What you need to do: Begin at the line bearing "Mark the green tiled". Transcribe it and all subsequent lines of the material below exactly, and nothing more.
=== Begin Enclosure ===
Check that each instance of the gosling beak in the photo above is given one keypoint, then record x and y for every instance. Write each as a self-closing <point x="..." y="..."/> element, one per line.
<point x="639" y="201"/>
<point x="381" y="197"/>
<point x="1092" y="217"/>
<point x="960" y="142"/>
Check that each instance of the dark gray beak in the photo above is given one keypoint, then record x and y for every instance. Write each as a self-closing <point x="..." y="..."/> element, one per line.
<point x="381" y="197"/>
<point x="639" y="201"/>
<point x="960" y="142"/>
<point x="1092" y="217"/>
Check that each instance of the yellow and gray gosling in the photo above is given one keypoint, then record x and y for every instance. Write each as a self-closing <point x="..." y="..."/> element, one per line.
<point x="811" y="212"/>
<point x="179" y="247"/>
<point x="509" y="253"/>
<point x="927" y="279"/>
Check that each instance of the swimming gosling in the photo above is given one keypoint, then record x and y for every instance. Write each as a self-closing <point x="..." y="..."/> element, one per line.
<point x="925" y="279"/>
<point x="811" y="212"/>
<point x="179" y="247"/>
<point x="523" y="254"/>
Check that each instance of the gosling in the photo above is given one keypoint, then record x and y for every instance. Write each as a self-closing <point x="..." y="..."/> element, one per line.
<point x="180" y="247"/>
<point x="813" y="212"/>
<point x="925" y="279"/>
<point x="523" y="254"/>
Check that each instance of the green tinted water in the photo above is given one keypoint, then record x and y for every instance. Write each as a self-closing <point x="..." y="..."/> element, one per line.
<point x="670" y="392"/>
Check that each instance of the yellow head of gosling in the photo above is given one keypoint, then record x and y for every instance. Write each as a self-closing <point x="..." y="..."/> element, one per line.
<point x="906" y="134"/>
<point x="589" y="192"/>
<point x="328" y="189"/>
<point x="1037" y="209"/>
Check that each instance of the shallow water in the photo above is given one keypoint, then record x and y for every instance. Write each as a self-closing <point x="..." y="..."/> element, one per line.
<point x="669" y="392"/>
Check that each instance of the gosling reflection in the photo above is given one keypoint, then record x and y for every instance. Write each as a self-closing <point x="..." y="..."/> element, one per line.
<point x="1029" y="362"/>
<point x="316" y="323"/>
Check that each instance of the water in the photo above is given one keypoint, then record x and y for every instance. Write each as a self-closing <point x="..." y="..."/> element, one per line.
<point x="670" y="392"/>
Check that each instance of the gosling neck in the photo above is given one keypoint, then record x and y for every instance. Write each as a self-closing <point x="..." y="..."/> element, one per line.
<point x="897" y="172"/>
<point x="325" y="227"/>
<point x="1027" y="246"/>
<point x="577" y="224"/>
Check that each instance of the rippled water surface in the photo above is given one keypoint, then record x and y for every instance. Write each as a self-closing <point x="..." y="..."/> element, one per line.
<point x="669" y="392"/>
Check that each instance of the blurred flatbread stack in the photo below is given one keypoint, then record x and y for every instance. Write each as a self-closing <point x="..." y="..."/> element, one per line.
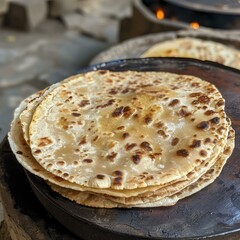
<point x="198" y="49"/>
<point x="124" y="139"/>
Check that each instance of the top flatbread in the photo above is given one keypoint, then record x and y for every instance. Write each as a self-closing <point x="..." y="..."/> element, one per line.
<point x="128" y="130"/>
<point x="196" y="48"/>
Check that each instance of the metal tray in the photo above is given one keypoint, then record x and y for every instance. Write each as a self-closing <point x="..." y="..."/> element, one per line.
<point x="209" y="214"/>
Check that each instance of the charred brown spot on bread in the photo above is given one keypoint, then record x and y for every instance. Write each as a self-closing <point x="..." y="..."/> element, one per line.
<point x="196" y="94"/>
<point x="195" y="84"/>
<point x="127" y="111"/>
<point x="221" y="130"/>
<point x="195" y="143"/>
<point x="111" y="156"/>
<point x="113" y="91"/>
<point x="194" y="102"/>
<point x="175" y="141"/>
<point x="44" y="142"/>
<point x="75" y="162"/>
<point x="118" y="112"/>
<point x="182" y="153"/>
<point x="158" y="124"/>
<point x="49" y="165"/>
<point x="37" y="151"/>
<point x="118" y="173"/>
<point x="95" y="138"/>
<point x="120" y="128"/>
<point x="204" y="125"/>
<point x="207" y="140"/>
<point x="83" y="140"/>
<point x="84" y="103"/>
<point x="136" y="159"/>
<point x="203" y="153"/>
<point x="135" y="115"/>
<point x="65" y="175"/>
<point x="183" y="112"/>
<point x="102" y="71"/>
<point x="162" y="133"/>
<point x="198" y="161"/>
<point x="204" y="99"/>
<point x="146" y="146"/>
<point x="209" y="112"/>
<point x="215" y="120"/>
<point x="148" y="119"/>
<point x="100" y="176"/>
<point x="130" y="146"/>
<point x="174" y="102"/>
<point x="109" y="103"/>
<point x="61" y="163"/>
<point x="125" y="135"/>
<point x="117" y="181"/>
<point x="87" y="160"/>
<point x="220" y="103"/>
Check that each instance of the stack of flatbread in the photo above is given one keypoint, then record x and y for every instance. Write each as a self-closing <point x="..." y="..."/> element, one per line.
<point x="124" y="139"/>
<point x="196" y="48"/>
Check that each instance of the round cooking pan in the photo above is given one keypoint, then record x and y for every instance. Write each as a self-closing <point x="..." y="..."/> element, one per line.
<point x="208" y="214"/>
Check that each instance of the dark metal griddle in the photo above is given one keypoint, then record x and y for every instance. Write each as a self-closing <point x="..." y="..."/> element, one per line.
<point x="209" y="214"/>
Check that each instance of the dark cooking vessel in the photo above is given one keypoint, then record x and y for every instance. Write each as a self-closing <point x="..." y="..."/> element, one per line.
<point x="212" y="212"/>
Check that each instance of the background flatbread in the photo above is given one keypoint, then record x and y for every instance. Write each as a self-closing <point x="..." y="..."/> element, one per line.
<point x="196" y="48"/>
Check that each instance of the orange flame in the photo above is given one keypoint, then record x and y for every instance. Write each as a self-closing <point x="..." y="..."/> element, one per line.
<point x="194" y="25"/>
<point x="160" y="14"/>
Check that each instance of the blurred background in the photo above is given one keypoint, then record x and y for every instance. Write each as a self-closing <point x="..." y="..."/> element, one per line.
<point x="44" y="41"/>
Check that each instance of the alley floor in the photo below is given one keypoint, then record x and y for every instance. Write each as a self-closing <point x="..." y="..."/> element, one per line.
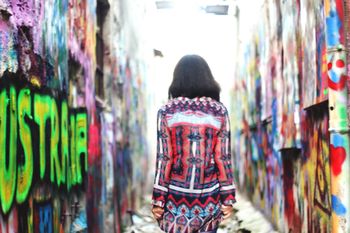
<point x="247" y="219"/>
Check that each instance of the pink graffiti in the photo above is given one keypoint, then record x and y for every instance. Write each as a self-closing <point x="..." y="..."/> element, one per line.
<point x="338" y="156"/>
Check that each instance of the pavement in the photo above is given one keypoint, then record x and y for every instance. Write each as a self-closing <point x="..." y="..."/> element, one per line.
<point x="246" y="219"/>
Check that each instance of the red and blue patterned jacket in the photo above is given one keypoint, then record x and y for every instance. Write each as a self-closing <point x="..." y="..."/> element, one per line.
<point x="193" y="167"/>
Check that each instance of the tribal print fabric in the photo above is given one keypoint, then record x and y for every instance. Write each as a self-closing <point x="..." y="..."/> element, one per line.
<point x="194" y="169"/>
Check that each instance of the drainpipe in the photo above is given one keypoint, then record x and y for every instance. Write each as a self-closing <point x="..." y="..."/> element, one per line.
<point x="338" y="118"/>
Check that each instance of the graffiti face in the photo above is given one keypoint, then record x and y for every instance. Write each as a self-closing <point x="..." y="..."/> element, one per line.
<point x="36" y="122"/>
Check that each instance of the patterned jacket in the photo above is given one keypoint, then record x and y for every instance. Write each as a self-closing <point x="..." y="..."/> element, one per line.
<point x="193" y="167"/>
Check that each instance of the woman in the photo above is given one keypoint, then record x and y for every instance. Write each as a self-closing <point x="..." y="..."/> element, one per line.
<point x="193" y="186"/>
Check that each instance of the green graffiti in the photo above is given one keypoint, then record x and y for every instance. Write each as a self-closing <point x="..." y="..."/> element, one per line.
<point x="55" y="162"/>
<point x="8" y="168"/>
<point x="41" y="115"/>
<point x="25" y="171"/>
<point x="65" y="145"/>
<point x="73" y="150"/>
<point x="57" y="133"/>
<point x="81" y="142"/>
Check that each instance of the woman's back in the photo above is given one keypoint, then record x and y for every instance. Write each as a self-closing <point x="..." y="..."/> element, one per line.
<point x="194" y="173"/>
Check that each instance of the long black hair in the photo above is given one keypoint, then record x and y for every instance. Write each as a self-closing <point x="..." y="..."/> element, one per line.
<point x="193" y="78"/>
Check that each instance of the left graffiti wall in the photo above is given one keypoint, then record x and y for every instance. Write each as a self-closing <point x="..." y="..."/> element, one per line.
<point x="47" y="111"/>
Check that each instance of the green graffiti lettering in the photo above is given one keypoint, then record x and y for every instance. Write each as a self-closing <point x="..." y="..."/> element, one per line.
<point x="3" y="122"/>
<point x="65" y="145"/>
<point x="25" y="171"/>
<point x="8" y="173"/>
<point x="81" y="142"/>
<point x="72" y="150"/>
<point x="54" y="160"/>
<point x="41" y="114"/>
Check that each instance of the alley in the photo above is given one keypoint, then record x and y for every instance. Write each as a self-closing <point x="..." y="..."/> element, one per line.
<point x="82" y="81"/>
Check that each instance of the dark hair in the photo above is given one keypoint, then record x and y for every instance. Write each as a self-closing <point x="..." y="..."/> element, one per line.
<point x="193" y="78"/>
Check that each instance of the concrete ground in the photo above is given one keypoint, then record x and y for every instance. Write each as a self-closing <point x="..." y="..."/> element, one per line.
<point x="246" y="219"/>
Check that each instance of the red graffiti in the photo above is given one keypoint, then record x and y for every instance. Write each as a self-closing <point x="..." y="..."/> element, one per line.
<point x="330" y="65"/>
<point x="340" y="63"/>
<point x="338" y="156"/>
<point x="338" y="85"/>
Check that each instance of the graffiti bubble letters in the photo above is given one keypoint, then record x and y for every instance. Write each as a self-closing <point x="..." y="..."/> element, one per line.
<point x="40" y="139"/>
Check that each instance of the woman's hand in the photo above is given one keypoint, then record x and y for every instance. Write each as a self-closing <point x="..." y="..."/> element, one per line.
<point x="157" y="212"/>
<point x="227" y="210"/>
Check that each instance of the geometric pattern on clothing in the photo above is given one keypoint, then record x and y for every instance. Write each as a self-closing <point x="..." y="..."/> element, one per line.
<point x="194" y="163"/>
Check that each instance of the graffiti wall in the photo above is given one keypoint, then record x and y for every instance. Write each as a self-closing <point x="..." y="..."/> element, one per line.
<point x="281" y="137"/>
<point x="45" y="116"/>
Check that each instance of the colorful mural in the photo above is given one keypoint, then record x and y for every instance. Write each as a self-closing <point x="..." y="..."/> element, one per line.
<point x="293" y="162"/>
<point x="65" y="152"/>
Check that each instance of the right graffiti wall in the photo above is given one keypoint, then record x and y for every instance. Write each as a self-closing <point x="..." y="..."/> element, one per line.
<point x="290" y="137"/>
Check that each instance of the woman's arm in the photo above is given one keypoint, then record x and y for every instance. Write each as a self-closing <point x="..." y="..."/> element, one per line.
<point x="163" y="162"/>
<point x="224" y="164"/>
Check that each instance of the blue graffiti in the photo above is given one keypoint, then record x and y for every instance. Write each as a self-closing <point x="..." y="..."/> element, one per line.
<point x="333" y="26"/>
<point x="338" y="206"/>
<point x="337" y="140"/>
<point x="333" y="76"/>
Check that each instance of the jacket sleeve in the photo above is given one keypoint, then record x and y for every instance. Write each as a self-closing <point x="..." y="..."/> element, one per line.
<point x="224" y="163"/>
<point x="163" y="161"/>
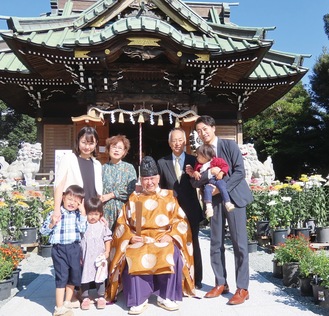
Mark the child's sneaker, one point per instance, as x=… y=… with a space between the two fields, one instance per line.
x=101 y=303
x=229 y=206
x=209 y=211
x=72 y=304
x=85 y=305
x=62 y=311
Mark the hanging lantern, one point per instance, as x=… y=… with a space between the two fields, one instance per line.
x=160 y=121
x=141 y=118
x=132 y=120
x=151 y=119
x=112 y=118
x=121 y=118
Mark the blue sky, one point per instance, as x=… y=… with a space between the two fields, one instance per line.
x=299 y=23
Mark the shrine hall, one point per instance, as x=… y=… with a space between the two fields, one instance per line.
x=139 y=68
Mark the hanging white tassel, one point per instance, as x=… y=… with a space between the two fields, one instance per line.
x=152 y=119
x=112 y=117
x=132 y=120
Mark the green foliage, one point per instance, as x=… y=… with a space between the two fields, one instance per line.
x=289 y=132
x=15 y=128
x=6 y=268
x=306 y=265
x=293 y=250
x=326 y=24
x=20 y=208
x=321 y=268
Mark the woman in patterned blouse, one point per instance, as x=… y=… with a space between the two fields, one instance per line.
x=119 y=178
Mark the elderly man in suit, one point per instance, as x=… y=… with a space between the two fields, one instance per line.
x=173 y=177
x=241 y=196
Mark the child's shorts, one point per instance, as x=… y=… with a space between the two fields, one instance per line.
x=66 y=259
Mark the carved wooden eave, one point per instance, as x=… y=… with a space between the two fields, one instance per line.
x=126 y=52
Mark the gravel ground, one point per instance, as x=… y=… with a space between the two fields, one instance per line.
x=260 y=261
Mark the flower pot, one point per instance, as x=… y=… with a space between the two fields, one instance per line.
x=15 y=282
x=290 y=273
x=17 y=243
x=319 y=293
x=305 y=286
x=277 y=270
x=322 y=234
x=304 y=231
x=264 y=241
x=310 y=224
x=262 y=228
x=29 y=235
x=252 y=246
x=45 y=250
x=279 y=236
x=5 y=288
x=324 y=295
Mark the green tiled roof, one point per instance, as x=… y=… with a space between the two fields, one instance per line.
x=64 y=38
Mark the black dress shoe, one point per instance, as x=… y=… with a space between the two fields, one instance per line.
x=198 y=285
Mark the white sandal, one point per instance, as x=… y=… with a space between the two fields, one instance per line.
x=136 y=310
x=167 y=304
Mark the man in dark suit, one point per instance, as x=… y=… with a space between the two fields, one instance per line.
x=241 y=196
x=186 y=194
=== End Enclosure ===
Result for this exercise:
Mark the green tiled roof, one point per instance, as x=… y=… with a space between the two fields, one instance per line.
x=64 y=38
Mark the black dress shoe, one point per instance, as x=… y=… with a space between the two fields, one instance per line.
x=198 y=285
Mark the white sandal, one point per instance, as x=… y=… with a space between the two fields, one instance per line.
x=136 y=310
x=167 y=304
Mark the man in dark suit, one point per instance, as x=… y=… with a space between the two fields, one instance per line.
x=241 y=196
x=186 y=194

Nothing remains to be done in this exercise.